[Stored data entries]
== Segment start ==

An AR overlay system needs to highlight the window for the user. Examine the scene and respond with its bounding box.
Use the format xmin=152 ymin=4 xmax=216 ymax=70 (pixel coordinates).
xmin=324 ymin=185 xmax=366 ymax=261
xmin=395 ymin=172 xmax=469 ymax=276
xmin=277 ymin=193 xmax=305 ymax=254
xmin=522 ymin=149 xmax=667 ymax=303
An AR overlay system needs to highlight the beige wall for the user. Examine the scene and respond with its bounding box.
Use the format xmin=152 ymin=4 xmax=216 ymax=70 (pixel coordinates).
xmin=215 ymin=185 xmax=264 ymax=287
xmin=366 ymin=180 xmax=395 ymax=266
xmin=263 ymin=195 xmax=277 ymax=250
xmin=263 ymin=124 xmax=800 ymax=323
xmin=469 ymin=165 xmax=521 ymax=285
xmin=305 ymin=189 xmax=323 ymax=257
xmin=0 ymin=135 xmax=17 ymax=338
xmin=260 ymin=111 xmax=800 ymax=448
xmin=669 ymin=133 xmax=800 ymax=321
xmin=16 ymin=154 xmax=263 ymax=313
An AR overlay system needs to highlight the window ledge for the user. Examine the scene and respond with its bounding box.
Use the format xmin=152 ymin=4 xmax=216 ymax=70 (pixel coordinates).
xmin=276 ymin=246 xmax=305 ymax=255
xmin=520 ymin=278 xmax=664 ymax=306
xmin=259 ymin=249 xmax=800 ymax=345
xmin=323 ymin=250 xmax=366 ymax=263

== Segment end ==

Aim of the exercise >>
Give the number of lines in the entries above that contain the string "with", and nothing more.

Result below >>
3